--- Source extract ---

Figure C presents the trend of share of tobacco trade discrepancy with India in total discrepancy since 1991. It provides evidence that during first half of 1990s the share of tobacco trade discrepancy with India in Bangladesh's total tobacco trade discrepancy declined sharply. By the end of second half it increased moderately to reach at 3.95 per cent in 2001. Nevertheless, during the early years of last decade this share alarmingly skyrocketed and touched its peak ever in the history with a value of almost 44 per cent. This underreporting of tobacco trade with India has come under control and experienced a declining trend since 2005 to reach at a level as low as less than 1 per cent by the end of 2015. The concerned feature of this story is that during the recent time since 2015 it again started accelerating along with acceleration of underreporting in total tobacco trade.
Hence, it can be argued from the above scenario that at least in recent times there is a co-movement in the share of Bangladesh's discrepancy with India as partner and the country's total tobacco trade discrepancy. While deliberate underreporting might generate rent to a particular group, it is understandable that this reporting discrepancy might be the sole result of sloppiness of the system. This is regardless of the fact that the country needs to get rid of it for the betterment of expected revenue generation and success for tobacco control. The issue needs keen attention from the policymakers and demands further research.

--- Data ---

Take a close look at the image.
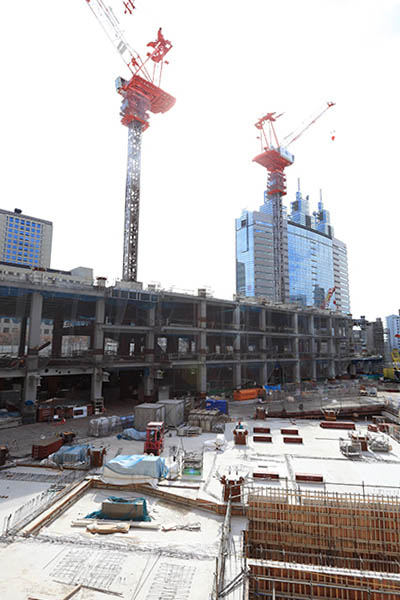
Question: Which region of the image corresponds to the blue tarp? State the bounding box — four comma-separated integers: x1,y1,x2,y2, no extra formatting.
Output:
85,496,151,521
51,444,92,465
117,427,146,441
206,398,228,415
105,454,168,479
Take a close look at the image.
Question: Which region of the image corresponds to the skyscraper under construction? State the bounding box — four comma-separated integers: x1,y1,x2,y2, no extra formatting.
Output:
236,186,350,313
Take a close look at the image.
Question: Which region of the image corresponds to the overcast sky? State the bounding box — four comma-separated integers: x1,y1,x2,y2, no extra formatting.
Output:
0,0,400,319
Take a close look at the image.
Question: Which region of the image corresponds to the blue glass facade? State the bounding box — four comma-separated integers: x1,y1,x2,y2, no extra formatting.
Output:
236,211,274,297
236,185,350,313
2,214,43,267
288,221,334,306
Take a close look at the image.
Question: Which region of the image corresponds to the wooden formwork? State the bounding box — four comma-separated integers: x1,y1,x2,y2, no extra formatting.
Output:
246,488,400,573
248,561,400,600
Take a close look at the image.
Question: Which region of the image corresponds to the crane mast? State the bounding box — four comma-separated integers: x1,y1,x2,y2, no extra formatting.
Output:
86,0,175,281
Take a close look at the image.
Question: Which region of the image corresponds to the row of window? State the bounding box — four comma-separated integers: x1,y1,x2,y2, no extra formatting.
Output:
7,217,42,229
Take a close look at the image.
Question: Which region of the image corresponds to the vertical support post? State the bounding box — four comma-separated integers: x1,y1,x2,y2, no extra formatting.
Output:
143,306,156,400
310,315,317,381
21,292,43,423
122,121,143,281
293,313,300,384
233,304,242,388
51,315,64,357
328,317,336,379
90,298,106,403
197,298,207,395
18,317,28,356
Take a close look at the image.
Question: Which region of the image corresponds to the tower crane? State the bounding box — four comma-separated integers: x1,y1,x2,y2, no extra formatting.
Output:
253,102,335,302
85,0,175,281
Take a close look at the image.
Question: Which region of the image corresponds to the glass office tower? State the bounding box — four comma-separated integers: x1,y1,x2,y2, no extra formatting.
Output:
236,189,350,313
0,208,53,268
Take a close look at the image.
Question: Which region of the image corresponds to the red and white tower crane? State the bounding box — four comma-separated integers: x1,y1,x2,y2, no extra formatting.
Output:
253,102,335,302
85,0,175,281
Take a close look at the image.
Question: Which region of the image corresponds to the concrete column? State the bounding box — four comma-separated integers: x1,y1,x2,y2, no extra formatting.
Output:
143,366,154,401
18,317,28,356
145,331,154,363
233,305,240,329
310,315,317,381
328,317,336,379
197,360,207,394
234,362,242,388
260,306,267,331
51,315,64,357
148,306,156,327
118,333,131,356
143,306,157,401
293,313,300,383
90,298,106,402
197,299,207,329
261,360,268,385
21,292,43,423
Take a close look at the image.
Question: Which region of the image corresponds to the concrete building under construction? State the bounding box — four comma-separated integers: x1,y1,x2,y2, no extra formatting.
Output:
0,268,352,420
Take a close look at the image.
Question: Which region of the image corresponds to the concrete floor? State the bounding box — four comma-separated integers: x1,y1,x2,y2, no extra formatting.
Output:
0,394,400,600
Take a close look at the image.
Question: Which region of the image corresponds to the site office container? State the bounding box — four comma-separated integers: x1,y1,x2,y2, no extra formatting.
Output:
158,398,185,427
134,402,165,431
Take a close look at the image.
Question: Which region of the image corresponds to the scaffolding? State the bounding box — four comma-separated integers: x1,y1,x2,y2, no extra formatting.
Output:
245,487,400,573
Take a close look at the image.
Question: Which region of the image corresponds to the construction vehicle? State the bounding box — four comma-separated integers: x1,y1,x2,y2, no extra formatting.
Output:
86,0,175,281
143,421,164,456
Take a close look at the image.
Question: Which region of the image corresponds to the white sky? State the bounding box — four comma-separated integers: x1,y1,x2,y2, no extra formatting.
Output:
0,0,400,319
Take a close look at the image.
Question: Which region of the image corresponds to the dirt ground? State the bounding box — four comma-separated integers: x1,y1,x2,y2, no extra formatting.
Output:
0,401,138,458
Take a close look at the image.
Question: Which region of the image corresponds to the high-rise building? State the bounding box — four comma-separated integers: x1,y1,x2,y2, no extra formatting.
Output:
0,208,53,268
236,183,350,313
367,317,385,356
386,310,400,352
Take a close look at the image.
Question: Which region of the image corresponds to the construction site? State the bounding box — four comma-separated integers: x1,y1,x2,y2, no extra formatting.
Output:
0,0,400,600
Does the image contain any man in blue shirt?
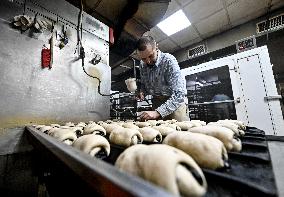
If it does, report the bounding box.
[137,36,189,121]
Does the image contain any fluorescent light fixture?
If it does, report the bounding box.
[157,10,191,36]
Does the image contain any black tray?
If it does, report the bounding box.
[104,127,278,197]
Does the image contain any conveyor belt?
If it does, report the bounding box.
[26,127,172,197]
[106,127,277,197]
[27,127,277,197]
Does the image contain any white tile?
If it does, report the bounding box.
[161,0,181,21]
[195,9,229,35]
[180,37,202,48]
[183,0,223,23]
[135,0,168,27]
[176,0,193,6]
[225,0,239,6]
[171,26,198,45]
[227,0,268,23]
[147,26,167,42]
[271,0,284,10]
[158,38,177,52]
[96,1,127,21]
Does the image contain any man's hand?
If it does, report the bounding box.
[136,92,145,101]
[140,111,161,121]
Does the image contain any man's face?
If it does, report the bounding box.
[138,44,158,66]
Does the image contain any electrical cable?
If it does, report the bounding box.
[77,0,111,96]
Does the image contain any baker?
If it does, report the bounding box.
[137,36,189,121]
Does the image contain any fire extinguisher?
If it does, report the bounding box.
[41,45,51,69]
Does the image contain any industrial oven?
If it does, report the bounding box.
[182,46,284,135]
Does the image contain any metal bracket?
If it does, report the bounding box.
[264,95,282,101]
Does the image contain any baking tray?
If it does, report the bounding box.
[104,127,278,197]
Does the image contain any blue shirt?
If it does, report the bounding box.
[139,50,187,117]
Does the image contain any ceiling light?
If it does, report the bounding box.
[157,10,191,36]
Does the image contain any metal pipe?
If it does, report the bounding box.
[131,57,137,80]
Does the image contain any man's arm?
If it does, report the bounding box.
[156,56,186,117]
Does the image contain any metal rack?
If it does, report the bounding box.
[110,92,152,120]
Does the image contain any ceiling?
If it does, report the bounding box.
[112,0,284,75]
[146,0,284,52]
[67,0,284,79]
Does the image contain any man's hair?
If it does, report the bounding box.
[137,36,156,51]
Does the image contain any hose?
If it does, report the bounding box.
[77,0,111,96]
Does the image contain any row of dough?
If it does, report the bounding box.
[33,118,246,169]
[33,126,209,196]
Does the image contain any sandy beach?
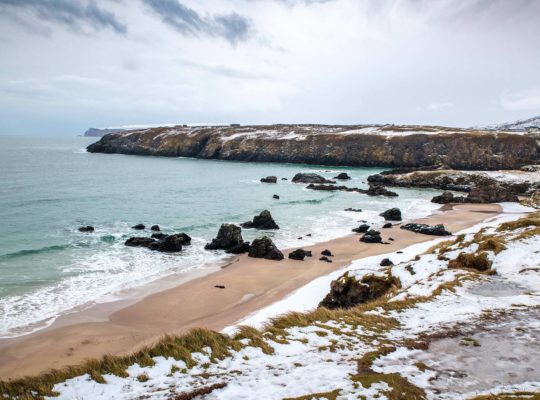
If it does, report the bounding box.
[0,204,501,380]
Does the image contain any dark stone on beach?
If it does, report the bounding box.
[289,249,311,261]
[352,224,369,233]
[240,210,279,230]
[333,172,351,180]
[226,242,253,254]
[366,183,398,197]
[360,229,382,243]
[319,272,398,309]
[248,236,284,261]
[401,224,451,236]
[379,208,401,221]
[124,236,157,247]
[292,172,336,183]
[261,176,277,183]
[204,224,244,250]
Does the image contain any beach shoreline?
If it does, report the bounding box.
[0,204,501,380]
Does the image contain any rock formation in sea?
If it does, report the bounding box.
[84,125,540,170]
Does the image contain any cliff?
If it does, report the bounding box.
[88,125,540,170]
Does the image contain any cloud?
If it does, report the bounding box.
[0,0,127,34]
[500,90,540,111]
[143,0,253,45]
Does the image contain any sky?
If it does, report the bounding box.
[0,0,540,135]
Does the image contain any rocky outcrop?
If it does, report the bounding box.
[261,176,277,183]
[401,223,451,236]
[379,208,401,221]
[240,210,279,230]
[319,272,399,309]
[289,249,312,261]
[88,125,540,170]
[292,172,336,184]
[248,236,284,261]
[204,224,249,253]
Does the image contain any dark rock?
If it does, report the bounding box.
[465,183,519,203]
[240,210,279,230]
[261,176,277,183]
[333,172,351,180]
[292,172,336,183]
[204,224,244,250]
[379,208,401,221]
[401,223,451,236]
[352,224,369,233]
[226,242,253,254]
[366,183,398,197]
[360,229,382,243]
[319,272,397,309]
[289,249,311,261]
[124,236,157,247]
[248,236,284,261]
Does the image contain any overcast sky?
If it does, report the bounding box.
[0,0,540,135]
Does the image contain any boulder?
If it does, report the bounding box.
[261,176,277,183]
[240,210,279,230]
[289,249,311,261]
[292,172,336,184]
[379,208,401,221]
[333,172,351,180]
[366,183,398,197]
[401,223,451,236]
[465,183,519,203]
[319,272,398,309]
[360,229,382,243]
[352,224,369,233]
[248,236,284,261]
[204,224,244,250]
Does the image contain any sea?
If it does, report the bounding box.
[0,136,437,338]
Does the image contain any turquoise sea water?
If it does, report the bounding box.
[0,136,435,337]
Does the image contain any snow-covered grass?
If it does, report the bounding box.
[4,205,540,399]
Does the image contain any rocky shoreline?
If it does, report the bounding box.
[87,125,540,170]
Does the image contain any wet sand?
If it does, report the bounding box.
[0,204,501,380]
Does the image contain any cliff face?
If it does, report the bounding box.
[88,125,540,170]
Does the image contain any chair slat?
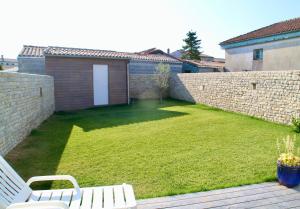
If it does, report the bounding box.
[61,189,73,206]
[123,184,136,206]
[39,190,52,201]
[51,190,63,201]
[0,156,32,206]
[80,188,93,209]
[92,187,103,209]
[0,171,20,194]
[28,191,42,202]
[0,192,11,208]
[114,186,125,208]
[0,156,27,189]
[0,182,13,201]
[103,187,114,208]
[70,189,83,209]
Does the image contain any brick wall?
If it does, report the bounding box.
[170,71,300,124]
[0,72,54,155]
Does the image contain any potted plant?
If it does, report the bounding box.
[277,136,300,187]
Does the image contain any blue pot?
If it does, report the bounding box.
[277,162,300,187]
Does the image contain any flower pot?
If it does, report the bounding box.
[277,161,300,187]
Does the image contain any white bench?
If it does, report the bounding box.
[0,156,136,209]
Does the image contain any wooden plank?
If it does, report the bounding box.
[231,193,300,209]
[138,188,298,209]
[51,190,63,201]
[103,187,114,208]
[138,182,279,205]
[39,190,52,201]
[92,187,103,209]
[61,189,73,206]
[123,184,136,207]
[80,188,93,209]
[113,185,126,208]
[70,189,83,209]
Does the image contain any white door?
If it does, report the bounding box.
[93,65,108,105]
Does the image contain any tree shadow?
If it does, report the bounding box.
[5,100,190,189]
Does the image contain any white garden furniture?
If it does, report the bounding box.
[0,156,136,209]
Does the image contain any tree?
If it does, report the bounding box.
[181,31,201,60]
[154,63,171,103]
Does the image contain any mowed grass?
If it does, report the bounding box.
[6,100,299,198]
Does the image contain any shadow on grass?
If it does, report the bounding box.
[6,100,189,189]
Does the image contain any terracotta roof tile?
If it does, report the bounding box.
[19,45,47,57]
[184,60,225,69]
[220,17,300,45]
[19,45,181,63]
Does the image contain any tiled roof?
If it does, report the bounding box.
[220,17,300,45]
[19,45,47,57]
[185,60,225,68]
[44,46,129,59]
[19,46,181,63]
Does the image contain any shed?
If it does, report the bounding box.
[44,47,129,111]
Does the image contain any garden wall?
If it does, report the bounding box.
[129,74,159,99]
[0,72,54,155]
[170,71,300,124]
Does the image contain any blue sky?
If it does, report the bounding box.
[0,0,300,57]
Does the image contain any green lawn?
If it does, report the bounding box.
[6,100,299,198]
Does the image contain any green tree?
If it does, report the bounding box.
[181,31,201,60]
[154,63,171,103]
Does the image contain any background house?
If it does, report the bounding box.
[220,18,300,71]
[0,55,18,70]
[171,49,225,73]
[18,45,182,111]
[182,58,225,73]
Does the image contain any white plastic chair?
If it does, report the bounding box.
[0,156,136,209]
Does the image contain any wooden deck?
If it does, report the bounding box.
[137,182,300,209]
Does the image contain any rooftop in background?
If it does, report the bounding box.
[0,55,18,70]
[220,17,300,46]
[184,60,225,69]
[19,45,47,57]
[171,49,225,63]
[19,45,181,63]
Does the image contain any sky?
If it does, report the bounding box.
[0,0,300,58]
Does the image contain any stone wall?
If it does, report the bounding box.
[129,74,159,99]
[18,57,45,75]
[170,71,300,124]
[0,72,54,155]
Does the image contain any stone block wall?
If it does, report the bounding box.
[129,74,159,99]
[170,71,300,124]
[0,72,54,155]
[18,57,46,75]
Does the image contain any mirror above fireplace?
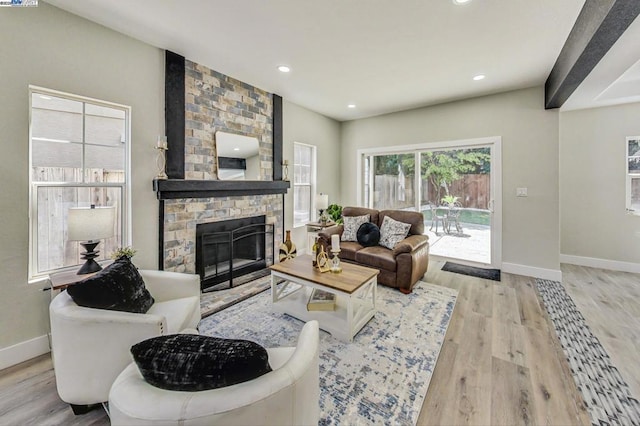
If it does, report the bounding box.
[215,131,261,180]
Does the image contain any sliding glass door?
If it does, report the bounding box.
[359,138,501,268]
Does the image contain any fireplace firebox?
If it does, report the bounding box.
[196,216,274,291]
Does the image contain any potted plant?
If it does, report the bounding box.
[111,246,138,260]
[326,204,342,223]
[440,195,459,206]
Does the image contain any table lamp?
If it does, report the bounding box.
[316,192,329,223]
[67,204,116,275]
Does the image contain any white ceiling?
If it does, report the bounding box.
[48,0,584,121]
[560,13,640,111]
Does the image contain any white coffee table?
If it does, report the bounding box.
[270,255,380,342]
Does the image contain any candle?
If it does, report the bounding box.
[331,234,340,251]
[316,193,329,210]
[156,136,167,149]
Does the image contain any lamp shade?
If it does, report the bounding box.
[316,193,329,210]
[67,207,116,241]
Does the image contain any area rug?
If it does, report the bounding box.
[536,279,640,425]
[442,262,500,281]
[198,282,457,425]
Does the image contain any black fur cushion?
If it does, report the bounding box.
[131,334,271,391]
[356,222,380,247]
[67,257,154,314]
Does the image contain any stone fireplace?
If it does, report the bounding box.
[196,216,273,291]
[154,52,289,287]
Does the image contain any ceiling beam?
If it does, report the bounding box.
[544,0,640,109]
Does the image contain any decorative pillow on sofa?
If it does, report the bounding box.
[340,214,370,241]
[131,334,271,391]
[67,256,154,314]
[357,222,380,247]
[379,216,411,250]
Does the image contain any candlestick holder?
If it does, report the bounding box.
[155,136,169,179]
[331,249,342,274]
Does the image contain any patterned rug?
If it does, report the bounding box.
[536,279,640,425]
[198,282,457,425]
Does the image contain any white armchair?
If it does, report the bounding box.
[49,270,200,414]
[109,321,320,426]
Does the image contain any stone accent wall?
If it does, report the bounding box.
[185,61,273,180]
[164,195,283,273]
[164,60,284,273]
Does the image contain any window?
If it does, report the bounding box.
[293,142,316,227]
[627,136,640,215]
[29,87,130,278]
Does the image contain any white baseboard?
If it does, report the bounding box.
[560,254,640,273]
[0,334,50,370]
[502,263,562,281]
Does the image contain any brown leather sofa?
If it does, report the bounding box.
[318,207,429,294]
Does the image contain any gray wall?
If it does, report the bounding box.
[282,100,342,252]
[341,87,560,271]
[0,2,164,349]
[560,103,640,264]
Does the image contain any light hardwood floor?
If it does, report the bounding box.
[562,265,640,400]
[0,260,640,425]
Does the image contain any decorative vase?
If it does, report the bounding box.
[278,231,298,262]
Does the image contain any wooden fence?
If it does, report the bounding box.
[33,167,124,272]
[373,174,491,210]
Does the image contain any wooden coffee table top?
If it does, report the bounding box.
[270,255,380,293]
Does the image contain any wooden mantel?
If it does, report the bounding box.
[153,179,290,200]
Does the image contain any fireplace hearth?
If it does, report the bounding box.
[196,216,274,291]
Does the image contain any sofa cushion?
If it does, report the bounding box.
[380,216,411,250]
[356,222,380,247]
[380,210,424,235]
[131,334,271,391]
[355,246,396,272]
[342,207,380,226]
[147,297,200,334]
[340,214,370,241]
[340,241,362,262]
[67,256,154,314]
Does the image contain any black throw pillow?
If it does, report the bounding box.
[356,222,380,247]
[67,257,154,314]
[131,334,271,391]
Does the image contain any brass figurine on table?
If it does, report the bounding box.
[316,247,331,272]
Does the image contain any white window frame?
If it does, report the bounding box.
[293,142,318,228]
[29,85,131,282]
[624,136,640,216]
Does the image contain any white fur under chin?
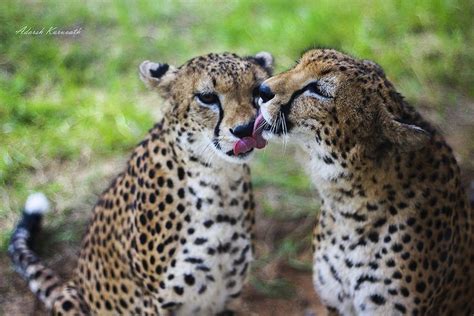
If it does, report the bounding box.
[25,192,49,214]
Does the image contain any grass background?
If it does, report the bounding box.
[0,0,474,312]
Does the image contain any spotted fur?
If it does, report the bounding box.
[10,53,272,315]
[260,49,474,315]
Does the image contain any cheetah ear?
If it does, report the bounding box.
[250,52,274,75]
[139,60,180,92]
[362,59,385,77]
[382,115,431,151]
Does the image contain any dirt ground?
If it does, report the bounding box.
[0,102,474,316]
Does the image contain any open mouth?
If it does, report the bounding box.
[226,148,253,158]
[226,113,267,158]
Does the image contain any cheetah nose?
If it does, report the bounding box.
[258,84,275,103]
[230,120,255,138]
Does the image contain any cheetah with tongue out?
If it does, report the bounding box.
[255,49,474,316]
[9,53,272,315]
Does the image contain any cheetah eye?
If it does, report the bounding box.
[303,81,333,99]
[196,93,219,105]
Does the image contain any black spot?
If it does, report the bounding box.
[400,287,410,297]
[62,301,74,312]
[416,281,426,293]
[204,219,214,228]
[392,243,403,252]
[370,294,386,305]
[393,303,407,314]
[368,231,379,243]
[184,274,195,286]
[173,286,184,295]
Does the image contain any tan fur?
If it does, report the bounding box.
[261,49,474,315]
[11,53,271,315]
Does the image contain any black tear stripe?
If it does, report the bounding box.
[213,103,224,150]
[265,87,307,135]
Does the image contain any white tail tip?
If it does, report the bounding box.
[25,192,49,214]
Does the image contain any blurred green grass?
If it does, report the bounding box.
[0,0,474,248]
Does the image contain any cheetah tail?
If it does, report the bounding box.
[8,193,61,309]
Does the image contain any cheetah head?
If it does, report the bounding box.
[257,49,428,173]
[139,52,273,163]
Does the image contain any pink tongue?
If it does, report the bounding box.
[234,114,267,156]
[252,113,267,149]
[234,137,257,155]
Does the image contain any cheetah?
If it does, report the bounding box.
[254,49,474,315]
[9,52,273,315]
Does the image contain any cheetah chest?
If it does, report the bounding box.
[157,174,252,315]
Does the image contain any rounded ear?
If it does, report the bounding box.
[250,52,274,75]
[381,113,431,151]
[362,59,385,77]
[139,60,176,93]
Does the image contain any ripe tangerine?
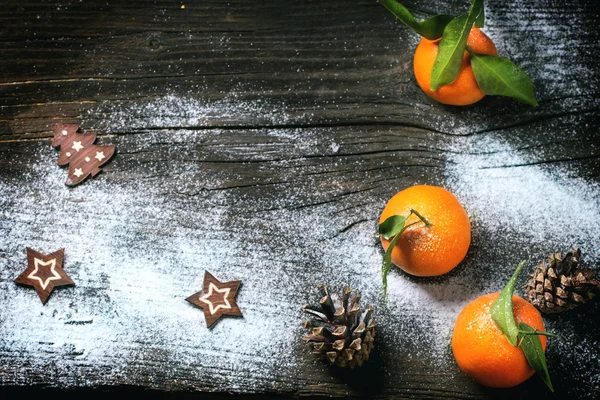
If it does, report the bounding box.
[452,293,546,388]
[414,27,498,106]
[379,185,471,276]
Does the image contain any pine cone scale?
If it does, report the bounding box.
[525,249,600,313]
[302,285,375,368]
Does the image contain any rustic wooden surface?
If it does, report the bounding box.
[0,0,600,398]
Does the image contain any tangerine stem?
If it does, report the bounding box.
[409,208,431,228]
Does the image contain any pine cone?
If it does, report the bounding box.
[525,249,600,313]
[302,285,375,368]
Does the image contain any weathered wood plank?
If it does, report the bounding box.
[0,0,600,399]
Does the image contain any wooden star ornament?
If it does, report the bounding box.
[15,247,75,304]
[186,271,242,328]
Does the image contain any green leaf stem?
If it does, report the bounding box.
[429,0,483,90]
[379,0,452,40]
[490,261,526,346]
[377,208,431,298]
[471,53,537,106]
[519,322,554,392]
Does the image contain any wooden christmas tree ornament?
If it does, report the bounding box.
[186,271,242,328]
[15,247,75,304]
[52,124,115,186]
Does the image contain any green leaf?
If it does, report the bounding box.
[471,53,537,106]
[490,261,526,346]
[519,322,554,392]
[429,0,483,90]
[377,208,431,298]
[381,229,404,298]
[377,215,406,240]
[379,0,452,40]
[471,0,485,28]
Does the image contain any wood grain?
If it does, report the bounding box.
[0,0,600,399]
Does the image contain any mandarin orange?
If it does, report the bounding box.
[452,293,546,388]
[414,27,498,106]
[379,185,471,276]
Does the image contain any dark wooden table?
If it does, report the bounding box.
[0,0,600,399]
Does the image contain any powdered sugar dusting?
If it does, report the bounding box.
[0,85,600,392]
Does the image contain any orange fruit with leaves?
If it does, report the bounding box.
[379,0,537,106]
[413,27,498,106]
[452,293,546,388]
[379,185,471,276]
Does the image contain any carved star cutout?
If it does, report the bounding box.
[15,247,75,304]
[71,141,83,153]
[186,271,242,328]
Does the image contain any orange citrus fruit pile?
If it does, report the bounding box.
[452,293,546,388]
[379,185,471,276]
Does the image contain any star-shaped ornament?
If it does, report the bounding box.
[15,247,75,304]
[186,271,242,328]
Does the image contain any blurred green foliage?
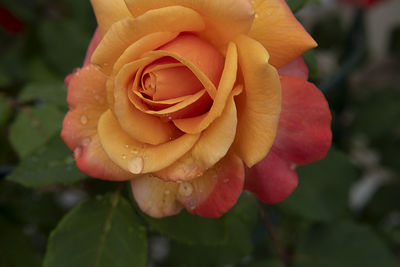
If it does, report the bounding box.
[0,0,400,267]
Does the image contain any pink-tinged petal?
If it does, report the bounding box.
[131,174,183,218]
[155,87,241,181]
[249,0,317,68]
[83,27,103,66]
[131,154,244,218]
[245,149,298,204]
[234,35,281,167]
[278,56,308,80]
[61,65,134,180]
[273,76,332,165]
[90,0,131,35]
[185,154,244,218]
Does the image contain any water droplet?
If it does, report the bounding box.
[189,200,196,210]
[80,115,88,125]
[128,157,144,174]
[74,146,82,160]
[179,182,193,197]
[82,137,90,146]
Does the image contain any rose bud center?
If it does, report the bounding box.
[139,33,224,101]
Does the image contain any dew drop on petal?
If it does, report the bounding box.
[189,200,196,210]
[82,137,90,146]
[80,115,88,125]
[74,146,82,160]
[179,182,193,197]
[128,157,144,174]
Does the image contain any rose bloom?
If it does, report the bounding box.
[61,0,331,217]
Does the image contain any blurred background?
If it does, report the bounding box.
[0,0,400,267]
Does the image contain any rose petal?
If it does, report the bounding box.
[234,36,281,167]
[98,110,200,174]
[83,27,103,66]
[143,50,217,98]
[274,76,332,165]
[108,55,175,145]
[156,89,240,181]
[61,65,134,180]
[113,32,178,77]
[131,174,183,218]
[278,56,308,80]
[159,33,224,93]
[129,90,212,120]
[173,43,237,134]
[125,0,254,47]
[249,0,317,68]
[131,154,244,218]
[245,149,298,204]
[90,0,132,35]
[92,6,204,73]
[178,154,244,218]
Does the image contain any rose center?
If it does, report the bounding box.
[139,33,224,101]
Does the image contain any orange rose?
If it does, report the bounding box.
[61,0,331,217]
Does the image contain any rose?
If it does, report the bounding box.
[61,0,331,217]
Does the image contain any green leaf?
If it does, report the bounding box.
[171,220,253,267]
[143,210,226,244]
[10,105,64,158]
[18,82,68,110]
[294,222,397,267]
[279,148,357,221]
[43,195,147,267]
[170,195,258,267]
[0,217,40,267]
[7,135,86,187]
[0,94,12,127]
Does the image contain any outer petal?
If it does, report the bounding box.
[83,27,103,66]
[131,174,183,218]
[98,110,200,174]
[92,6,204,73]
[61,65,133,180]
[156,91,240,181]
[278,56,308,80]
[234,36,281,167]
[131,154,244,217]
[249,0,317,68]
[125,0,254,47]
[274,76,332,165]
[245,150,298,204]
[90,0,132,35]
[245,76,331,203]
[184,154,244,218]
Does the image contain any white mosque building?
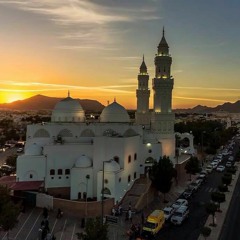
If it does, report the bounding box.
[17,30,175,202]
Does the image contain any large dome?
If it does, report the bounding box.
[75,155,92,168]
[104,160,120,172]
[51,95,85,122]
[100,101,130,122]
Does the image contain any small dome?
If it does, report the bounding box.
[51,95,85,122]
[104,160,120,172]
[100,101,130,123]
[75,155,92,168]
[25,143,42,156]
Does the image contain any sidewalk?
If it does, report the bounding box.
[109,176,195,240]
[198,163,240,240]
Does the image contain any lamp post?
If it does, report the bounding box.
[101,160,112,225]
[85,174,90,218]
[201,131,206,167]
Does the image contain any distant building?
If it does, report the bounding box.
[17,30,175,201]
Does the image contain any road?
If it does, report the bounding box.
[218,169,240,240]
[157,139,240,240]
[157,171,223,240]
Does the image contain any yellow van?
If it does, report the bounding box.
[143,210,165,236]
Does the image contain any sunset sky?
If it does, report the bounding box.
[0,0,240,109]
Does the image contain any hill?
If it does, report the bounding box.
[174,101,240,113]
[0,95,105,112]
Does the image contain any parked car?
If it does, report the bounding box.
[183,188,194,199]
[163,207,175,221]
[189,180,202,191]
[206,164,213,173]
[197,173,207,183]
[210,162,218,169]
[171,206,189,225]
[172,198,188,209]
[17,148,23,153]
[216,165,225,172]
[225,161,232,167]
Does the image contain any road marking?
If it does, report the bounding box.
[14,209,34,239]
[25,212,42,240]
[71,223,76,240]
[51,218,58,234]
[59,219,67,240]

---

▶ _Problems and tasks_:
a – In the passage on Bangladesh's tobacco trade discrepancy, since what year has the underreporting of tobacco trade with India followed a declining trend?
b – Retype the passage on Bangladesh's tobacco trade discrepancy from "Figure C presents" to "total tobacco trade.".

▶ _Complete answers_:
a – Since 2005.

b –
Figure C presents the trend of share of tobacco trade discrepancy with India in total discrepancy since 1991. It provides evidence that during first half of 1990s the share of tobacco trade discrepancy with India in Bangladesh's total tobacco trade discrepancy declined sharply. By the end of second half it increased moderately to reach at 3.95 per cent in 2001. Nevertheless, during the early years of last decade this share alarmingly skyrocketed and touched its peak ever in the history with a value of almost 44 per cent. This underreporting of tobacco trade with India has come under control and experienced a declining trend since 2005 to reach at a level as low as less than 1 per cent by the end of 2015. The concerned feature of this story is that during the recent time since 2015 it again started accelerating along with acceleration of underreporting in total tobacco trade.